*** Opening of Input material ***
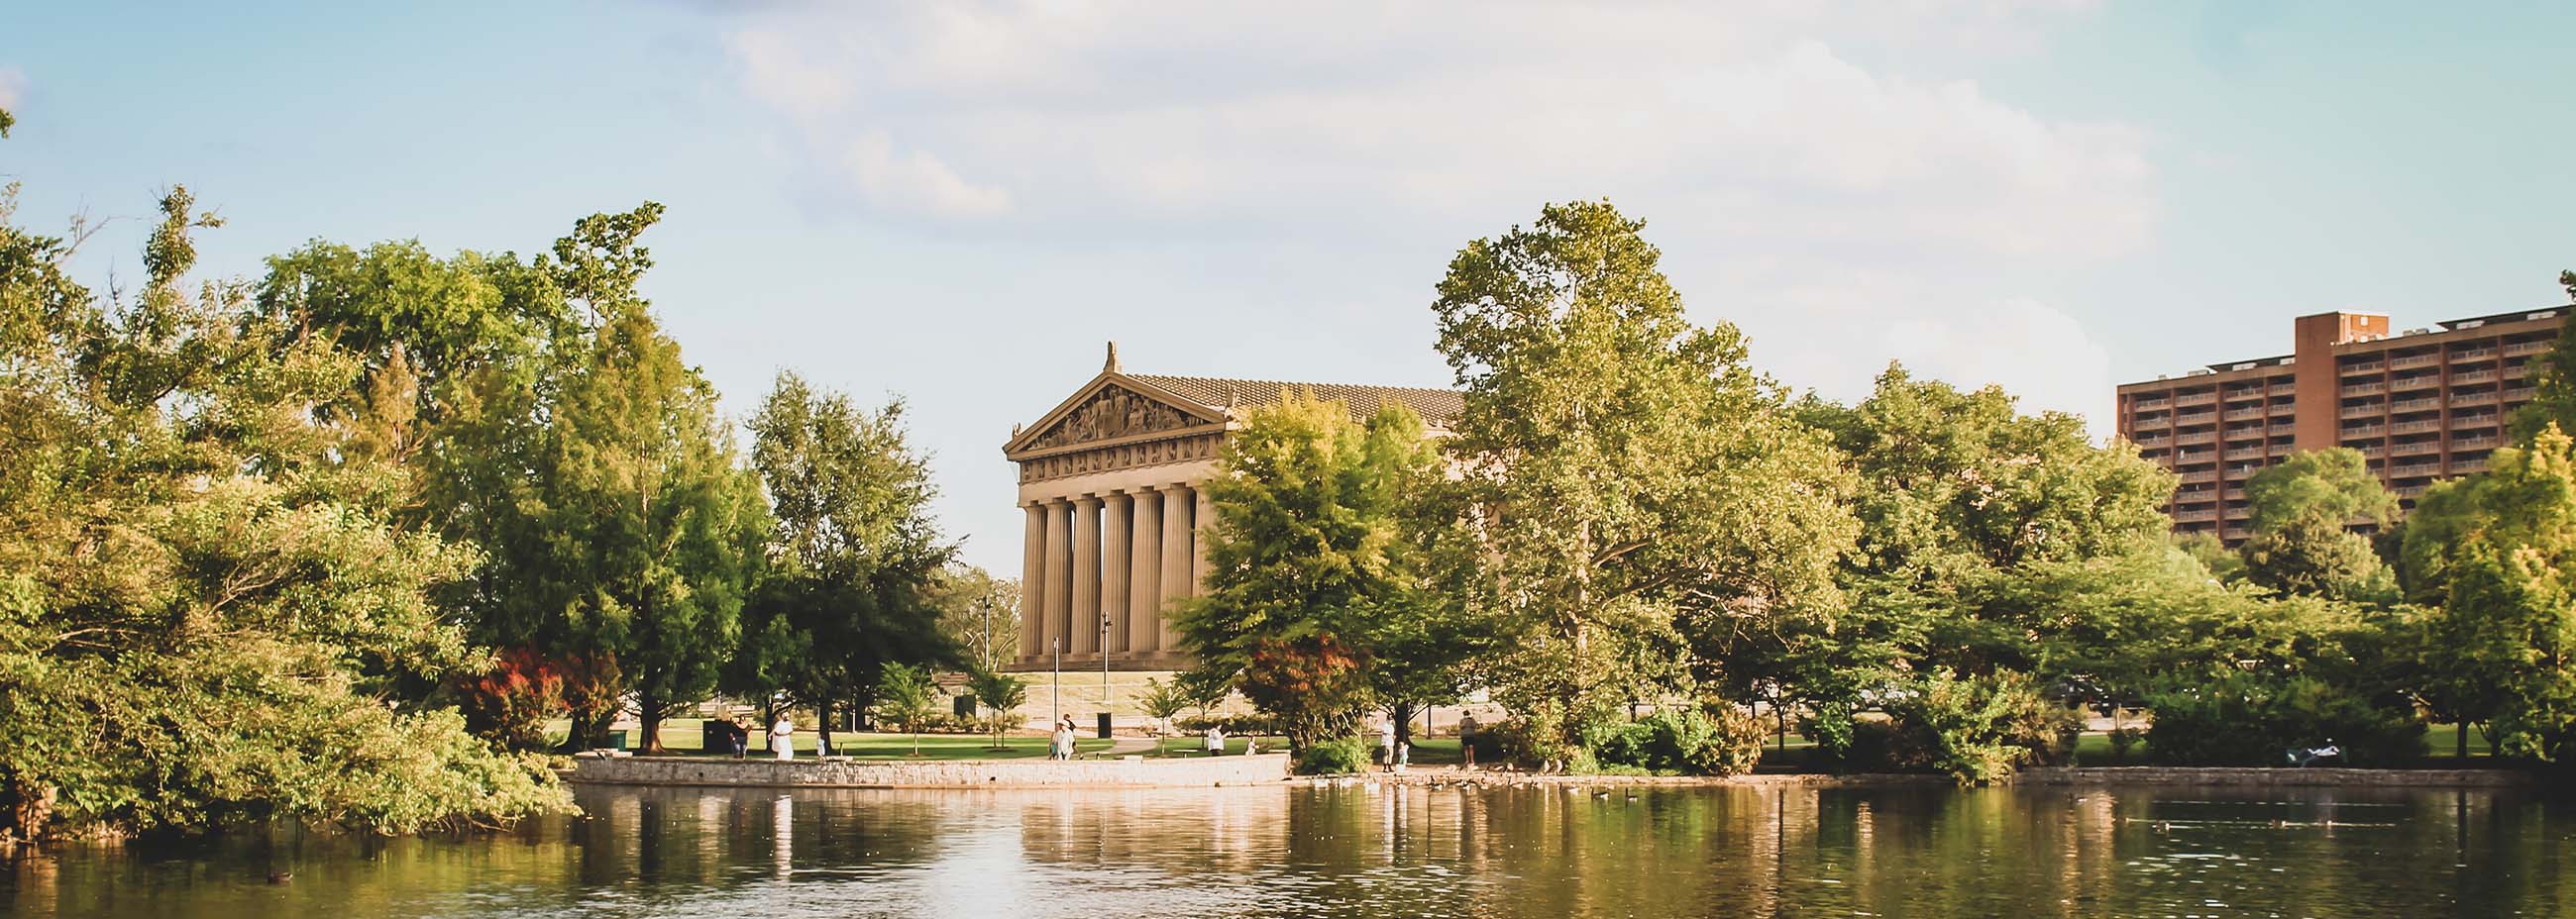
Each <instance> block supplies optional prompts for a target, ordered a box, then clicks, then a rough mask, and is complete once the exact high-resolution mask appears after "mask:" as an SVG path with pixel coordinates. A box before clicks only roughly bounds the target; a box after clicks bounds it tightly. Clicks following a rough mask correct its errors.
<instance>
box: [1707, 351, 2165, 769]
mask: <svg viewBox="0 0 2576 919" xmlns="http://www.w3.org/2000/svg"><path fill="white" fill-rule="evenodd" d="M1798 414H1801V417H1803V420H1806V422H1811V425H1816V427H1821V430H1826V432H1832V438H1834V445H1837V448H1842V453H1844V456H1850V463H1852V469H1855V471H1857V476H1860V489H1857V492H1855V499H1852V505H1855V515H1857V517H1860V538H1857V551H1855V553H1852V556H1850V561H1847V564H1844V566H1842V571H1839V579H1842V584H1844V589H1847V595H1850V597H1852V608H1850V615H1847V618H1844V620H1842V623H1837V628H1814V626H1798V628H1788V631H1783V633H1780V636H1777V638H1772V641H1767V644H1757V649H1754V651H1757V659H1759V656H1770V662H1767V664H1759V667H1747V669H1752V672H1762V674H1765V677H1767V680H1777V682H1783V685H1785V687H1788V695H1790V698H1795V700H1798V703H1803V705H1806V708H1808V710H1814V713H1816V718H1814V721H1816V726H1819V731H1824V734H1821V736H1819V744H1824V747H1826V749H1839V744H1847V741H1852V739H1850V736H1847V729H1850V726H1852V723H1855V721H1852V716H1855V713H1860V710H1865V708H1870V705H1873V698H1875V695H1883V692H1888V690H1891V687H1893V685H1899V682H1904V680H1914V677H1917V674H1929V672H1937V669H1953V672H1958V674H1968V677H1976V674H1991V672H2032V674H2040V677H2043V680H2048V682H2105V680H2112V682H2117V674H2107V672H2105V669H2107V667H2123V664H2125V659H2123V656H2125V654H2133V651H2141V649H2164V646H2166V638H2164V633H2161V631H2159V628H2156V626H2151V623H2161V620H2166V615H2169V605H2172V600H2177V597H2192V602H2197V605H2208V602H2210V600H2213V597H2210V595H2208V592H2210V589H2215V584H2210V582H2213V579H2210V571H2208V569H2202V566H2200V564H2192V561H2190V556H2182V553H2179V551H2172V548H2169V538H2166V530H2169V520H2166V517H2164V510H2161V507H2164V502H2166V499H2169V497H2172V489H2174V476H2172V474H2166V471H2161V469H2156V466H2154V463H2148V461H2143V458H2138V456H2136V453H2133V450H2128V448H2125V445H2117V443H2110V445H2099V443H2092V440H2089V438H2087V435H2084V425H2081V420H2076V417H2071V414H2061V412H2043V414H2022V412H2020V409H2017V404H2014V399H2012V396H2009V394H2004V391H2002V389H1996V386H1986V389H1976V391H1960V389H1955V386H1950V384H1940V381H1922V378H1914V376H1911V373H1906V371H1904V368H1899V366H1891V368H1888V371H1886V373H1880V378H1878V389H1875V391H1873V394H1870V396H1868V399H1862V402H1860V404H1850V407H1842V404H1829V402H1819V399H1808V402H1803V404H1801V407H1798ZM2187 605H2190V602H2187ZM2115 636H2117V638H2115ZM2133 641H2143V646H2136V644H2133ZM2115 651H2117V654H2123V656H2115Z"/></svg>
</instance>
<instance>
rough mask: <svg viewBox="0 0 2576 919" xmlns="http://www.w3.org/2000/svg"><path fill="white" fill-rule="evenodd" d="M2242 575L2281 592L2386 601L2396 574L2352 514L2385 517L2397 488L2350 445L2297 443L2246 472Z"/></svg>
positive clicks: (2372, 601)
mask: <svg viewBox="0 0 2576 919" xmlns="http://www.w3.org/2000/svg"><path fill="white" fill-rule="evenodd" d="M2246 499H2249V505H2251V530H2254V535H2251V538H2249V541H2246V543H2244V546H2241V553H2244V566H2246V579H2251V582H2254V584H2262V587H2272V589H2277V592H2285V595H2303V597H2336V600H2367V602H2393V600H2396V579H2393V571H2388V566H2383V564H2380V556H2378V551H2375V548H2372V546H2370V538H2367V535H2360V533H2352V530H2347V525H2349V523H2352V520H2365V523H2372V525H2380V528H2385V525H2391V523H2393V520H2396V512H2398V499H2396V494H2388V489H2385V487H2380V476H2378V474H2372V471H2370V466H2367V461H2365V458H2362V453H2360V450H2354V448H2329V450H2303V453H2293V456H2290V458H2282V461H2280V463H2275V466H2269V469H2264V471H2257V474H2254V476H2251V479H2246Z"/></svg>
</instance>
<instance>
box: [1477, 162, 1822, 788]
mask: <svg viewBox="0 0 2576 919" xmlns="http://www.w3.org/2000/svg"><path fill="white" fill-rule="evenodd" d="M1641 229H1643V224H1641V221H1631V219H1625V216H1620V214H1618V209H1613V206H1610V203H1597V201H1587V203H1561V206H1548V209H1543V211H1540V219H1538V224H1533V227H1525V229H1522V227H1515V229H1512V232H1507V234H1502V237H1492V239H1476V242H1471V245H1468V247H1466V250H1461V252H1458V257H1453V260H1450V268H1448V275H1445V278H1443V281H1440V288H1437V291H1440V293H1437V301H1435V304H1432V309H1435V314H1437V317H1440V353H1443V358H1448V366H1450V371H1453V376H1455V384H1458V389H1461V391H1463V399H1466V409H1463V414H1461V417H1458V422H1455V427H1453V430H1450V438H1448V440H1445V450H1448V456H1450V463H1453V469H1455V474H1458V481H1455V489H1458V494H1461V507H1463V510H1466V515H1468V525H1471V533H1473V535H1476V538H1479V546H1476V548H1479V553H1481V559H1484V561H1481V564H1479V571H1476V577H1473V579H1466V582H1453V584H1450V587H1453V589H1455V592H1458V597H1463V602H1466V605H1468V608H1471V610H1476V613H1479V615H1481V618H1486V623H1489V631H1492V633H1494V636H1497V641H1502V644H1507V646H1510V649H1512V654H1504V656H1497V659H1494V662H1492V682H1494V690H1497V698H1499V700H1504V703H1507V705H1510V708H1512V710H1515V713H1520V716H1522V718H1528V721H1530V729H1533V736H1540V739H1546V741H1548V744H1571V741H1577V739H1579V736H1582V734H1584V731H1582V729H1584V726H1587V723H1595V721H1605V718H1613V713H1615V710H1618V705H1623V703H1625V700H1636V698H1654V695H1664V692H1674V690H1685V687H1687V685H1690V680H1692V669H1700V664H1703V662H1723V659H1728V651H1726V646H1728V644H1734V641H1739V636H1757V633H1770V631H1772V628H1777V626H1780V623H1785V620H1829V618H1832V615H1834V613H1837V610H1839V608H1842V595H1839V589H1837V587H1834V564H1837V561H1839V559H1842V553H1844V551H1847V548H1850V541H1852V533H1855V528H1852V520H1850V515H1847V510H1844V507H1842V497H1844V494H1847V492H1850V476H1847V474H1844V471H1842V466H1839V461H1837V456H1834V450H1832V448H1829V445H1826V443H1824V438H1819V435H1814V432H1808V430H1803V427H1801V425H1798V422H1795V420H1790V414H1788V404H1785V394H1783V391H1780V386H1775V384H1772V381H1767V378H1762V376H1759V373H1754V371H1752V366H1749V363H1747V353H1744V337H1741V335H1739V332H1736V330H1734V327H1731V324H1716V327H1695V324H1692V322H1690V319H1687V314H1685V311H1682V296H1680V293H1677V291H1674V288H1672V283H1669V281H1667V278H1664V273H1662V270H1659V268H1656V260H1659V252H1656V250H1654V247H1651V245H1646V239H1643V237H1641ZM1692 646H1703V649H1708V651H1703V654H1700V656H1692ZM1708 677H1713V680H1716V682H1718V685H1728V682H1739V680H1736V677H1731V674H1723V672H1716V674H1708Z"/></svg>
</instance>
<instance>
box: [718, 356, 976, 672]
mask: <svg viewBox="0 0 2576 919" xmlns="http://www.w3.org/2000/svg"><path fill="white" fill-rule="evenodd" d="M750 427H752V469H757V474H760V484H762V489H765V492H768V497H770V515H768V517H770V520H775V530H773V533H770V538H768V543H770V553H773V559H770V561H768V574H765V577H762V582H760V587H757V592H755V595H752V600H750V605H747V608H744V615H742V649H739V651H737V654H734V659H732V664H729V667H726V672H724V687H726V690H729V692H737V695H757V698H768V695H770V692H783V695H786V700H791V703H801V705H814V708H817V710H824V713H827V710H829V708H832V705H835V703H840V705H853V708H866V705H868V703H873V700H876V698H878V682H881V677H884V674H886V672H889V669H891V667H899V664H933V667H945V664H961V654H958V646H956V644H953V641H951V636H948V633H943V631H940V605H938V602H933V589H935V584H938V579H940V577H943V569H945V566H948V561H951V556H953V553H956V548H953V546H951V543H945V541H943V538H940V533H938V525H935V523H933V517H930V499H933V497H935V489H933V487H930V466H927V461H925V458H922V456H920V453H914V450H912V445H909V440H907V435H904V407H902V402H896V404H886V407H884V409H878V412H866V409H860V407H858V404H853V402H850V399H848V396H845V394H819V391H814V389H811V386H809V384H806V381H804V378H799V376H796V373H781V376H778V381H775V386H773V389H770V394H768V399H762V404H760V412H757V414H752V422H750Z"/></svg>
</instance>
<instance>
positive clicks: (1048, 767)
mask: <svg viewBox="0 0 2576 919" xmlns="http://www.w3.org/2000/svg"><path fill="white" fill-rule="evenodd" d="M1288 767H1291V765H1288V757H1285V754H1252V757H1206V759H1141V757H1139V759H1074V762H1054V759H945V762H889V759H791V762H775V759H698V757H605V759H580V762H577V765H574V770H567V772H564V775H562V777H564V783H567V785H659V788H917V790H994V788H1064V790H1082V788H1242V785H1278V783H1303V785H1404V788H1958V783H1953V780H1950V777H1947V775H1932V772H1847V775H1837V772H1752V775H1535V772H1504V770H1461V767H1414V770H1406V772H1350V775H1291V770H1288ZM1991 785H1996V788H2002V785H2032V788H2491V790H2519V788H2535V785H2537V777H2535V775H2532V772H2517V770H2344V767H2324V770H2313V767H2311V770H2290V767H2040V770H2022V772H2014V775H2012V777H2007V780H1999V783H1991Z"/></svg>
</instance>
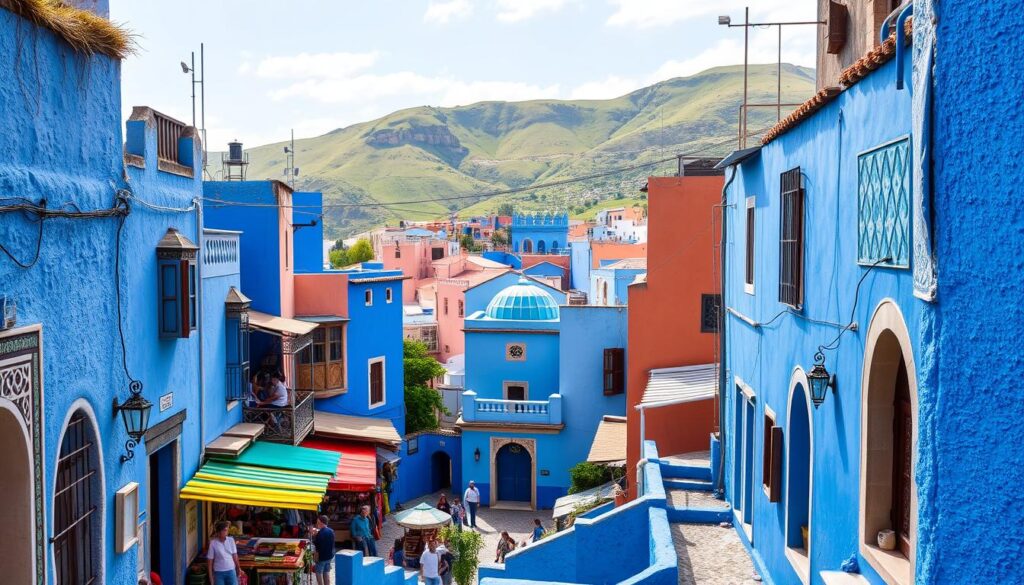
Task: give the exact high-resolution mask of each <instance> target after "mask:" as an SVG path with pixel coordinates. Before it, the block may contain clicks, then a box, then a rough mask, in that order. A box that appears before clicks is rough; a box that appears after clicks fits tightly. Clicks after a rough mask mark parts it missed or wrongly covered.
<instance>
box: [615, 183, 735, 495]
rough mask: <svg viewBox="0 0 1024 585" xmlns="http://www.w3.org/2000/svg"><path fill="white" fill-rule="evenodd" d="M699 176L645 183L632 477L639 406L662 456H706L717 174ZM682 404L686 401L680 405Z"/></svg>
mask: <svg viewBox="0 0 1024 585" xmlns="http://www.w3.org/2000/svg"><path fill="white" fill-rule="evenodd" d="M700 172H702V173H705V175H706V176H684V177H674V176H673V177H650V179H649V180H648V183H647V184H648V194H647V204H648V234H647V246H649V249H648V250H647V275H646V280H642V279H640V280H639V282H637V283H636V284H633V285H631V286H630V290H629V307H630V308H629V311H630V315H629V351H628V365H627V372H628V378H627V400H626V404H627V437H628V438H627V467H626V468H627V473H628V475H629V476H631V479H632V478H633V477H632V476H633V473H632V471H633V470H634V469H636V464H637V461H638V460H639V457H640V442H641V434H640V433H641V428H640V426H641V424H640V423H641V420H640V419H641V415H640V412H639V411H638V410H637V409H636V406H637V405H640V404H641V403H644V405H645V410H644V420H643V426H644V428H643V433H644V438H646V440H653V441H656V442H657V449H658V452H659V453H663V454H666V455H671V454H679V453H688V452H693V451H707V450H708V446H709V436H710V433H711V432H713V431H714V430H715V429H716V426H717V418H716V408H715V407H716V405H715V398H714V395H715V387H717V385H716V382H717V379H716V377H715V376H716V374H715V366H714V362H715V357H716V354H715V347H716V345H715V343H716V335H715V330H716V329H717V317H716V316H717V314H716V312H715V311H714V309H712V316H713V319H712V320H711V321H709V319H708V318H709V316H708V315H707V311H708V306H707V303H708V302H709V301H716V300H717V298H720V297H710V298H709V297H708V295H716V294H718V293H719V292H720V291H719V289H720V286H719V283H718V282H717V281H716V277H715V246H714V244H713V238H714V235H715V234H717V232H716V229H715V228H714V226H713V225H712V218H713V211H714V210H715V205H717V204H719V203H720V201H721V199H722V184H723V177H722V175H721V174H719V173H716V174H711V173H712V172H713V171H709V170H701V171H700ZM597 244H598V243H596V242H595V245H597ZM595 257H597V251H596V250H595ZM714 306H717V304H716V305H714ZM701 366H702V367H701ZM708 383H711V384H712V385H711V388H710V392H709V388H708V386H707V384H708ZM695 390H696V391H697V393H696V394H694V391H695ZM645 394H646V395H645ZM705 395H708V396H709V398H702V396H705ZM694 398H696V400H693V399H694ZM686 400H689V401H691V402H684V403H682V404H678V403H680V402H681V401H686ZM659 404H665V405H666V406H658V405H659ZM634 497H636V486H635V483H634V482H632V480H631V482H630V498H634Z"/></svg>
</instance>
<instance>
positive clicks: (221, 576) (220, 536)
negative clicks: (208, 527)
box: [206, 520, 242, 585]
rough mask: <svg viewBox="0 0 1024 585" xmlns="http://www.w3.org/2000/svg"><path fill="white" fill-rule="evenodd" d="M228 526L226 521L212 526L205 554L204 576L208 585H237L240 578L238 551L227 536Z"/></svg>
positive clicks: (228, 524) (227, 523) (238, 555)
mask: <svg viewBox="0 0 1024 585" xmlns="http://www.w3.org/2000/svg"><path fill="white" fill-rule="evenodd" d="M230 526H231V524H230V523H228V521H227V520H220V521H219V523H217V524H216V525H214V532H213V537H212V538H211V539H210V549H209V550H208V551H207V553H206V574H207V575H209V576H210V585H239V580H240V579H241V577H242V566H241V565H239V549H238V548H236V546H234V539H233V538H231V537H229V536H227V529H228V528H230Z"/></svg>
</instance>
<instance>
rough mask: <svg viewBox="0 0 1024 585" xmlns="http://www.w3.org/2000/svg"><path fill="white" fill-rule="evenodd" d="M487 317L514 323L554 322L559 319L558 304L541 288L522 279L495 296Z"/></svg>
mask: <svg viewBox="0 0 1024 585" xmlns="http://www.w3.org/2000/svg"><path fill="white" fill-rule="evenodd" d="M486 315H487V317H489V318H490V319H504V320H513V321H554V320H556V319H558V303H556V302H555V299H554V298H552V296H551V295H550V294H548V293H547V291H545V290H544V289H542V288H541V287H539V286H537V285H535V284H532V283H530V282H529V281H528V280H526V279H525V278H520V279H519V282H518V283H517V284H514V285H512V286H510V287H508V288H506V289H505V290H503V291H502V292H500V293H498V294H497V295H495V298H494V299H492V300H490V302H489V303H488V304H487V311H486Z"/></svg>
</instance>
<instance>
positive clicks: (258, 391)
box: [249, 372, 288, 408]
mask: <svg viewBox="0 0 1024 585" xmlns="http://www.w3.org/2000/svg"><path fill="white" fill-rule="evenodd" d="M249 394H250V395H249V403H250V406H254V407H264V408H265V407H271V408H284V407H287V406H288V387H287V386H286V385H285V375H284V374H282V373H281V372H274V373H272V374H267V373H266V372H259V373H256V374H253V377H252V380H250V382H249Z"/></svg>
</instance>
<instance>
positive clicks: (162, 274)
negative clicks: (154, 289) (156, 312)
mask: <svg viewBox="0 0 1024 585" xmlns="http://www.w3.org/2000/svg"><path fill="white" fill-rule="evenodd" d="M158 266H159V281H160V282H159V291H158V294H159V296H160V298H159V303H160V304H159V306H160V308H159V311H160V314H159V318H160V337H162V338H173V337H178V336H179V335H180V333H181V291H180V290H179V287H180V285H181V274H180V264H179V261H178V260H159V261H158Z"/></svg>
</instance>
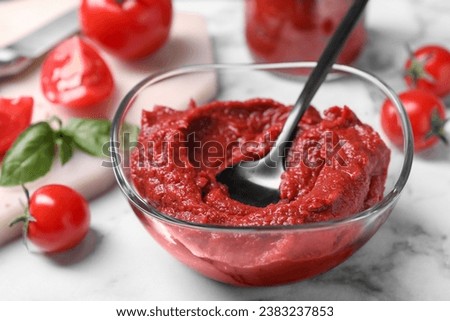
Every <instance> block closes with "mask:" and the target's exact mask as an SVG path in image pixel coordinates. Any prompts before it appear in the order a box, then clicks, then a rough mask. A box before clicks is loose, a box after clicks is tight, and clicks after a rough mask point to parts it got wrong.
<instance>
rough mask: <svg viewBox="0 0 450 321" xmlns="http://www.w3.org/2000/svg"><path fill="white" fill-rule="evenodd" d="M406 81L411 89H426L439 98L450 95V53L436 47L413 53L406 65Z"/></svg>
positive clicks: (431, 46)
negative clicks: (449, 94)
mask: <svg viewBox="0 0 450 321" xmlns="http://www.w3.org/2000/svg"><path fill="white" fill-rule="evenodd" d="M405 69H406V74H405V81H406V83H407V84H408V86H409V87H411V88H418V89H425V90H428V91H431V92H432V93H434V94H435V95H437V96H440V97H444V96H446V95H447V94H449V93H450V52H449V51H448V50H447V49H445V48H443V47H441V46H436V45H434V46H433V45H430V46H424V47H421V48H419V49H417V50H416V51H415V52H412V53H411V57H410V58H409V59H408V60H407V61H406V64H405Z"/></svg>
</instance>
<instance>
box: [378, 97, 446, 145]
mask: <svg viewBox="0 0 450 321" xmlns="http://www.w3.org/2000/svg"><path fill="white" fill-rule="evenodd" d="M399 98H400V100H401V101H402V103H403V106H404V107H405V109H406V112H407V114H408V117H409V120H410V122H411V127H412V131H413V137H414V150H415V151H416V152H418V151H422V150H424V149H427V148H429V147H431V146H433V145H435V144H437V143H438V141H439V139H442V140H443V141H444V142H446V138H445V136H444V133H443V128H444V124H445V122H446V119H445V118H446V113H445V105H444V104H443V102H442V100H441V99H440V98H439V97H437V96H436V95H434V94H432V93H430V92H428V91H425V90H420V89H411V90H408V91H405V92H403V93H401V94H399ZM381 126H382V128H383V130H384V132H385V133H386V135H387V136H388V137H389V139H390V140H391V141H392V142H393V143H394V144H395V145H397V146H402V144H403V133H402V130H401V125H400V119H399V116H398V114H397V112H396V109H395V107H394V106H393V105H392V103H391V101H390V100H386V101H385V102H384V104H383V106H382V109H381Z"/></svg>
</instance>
*** Close of Input material ***
- Your task
Revise the rows from the beginning of the records through the line containing "box: [1707, 351, 2165, 769]", inclusive, replacing "high-resolution" with "full-resolution" and leaving everything else unchanged. Return only those lines, and omit the pictures.

- Solution for this problem
Each <instance> block supplies optional prompts for a target, ordered a box, then clicks, then a rough mask, and is complete once the exact full-resolution mask appears after "mask:" as an SVG path with pixel coordinates. A box before clicks only roughly bounds the target; a box after clicks bounds it tightly. Clicks following a rough mask correct its errors.
<instance>
box: [1707, 351, 2165, 769]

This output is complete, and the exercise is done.